## Start Extracted entries

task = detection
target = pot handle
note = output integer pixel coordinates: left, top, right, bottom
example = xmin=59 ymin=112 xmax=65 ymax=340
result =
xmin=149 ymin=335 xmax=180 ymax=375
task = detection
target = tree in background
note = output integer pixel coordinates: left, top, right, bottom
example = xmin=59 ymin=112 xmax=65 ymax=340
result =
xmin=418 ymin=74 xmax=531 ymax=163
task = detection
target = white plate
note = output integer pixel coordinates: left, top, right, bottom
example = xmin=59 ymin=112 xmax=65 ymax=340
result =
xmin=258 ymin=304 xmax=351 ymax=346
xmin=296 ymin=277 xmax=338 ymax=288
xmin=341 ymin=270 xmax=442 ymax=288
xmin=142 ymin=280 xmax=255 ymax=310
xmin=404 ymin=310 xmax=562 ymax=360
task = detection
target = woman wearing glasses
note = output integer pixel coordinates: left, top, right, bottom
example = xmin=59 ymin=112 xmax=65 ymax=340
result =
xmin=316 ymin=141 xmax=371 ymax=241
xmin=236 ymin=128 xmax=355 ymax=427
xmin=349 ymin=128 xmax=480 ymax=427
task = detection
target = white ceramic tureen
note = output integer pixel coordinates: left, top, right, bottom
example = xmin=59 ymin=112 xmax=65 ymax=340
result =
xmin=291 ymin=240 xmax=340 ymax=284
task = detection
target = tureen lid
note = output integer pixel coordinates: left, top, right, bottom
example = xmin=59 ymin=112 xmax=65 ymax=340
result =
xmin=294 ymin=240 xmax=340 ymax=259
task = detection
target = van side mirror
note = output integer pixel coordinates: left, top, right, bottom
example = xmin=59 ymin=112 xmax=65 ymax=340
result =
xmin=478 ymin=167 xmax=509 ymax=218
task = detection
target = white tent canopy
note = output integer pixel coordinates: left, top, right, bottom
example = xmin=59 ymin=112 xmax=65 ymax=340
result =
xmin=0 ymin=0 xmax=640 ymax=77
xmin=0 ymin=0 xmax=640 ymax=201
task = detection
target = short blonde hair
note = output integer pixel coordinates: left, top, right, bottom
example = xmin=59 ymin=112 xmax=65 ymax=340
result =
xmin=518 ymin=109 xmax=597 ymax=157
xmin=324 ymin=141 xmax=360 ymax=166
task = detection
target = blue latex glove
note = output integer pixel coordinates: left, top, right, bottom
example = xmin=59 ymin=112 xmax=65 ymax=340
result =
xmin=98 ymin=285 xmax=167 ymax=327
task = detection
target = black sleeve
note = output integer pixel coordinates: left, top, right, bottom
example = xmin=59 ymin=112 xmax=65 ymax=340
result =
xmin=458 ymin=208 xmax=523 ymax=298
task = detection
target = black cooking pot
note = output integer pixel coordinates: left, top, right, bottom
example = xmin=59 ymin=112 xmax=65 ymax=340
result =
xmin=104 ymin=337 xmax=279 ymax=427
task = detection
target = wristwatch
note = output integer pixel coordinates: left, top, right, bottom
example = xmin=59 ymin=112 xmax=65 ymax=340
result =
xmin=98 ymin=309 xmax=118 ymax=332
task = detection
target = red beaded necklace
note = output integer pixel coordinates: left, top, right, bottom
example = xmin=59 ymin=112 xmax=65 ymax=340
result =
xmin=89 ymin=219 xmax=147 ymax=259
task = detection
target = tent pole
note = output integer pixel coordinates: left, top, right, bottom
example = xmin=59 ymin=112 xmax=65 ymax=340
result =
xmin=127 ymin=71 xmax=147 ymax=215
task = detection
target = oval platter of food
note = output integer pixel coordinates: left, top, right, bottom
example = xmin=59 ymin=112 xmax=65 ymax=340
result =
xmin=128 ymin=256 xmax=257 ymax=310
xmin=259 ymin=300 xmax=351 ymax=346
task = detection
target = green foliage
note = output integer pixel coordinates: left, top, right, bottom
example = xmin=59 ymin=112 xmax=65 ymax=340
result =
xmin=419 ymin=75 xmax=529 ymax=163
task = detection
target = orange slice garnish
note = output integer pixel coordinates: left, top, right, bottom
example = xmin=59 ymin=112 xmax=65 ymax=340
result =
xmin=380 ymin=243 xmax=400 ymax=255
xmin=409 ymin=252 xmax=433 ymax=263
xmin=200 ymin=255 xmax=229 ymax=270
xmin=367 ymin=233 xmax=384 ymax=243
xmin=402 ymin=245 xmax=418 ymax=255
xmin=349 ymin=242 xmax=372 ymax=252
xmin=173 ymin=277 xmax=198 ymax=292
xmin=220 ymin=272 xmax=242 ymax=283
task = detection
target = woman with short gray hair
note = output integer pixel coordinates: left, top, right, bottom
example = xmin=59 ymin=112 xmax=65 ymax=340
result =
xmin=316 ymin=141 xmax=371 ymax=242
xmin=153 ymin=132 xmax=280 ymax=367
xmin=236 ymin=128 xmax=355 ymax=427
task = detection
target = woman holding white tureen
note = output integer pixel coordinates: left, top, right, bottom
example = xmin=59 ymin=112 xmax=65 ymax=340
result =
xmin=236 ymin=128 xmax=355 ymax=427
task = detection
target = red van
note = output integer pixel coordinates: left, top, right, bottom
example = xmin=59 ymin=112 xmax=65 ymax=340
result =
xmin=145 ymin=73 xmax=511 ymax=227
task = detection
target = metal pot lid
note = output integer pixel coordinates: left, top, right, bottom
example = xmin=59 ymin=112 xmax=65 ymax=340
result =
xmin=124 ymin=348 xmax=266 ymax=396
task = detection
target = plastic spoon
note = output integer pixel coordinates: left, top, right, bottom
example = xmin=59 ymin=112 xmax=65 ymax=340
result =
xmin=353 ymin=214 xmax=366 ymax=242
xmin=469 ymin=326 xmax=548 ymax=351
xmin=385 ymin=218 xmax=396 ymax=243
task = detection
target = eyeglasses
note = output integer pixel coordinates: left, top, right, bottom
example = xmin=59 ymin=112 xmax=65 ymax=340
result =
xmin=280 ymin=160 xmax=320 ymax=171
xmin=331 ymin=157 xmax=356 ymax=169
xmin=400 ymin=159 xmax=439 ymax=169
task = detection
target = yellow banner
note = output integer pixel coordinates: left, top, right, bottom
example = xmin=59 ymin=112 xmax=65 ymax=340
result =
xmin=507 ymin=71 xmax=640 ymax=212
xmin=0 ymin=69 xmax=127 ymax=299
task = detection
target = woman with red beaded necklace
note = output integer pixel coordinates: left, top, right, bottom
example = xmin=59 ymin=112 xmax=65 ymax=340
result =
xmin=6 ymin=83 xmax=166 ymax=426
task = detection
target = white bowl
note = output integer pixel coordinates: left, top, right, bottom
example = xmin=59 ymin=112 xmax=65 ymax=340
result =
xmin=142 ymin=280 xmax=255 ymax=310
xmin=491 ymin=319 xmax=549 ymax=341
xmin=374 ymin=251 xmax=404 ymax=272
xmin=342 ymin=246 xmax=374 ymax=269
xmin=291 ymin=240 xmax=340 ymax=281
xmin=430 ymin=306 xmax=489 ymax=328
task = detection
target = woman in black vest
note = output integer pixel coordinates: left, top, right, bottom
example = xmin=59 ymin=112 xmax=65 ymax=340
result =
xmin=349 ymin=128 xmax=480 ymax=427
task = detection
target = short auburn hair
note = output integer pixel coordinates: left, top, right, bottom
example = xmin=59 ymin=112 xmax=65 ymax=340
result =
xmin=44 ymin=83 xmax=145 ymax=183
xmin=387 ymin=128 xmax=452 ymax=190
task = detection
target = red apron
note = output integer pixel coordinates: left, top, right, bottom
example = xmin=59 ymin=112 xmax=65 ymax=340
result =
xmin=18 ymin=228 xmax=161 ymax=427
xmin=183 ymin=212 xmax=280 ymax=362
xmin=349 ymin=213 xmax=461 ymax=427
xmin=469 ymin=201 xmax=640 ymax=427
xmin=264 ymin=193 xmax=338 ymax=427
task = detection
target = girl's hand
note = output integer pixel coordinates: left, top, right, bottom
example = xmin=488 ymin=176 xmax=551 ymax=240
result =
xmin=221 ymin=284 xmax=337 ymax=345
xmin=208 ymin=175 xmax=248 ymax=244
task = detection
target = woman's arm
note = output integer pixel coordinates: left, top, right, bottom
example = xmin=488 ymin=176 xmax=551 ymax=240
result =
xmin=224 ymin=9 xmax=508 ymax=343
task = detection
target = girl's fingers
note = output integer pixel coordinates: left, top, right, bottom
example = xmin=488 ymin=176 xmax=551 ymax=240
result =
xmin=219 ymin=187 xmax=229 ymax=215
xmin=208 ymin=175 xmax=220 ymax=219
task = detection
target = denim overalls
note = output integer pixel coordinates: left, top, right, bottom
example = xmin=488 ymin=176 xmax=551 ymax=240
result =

## End Extracted entries

Convert everything from the start of the material down to and including the line containing "xmin=404 ymin=310 xmax=562 ymax=360" into a JSON list of strings, one string per line, with blank lines left out.

Exercise response:
[
  "task = detection",
  "target = pot handle",
  "note = output integer pixel coordinates: left, top, right, bottom",
  "example = xmin=59 ymin=112 xmax=65 ymax=340",
  "result =",
  "xmin=149 ymin=335 xmax=180 ymax=375",
  "task = detection",
  "target = tree in background",
  "note = output integer pixel coordinates: left, top, right, bottom",
  "example = xmin=59 ymin=112 xmax=65 ymax=340",
  "result =",
  "xmin=418 ymin=74 xmax=531 ymax=163",
  "task = detection",
  "target = white plate",
  "note = output integer pixel coordinates: left, top, right, bottom",
  "example = xmin=59 ymin=112 xmax=65 ymax=340",
  "result =",
  "xmin=258 ymin=304 xmax=351 ymax=346",
  "xmin=296 ymin=277 xmax=338 ymax=288",
  "xmin=341 ymin=270 xmax=442 ymax=288",
  "xmin=142 ymin=280 xmax=255 ymax=310",
  "xmin=404 ymin=310 xmax=562 ymax=360"
]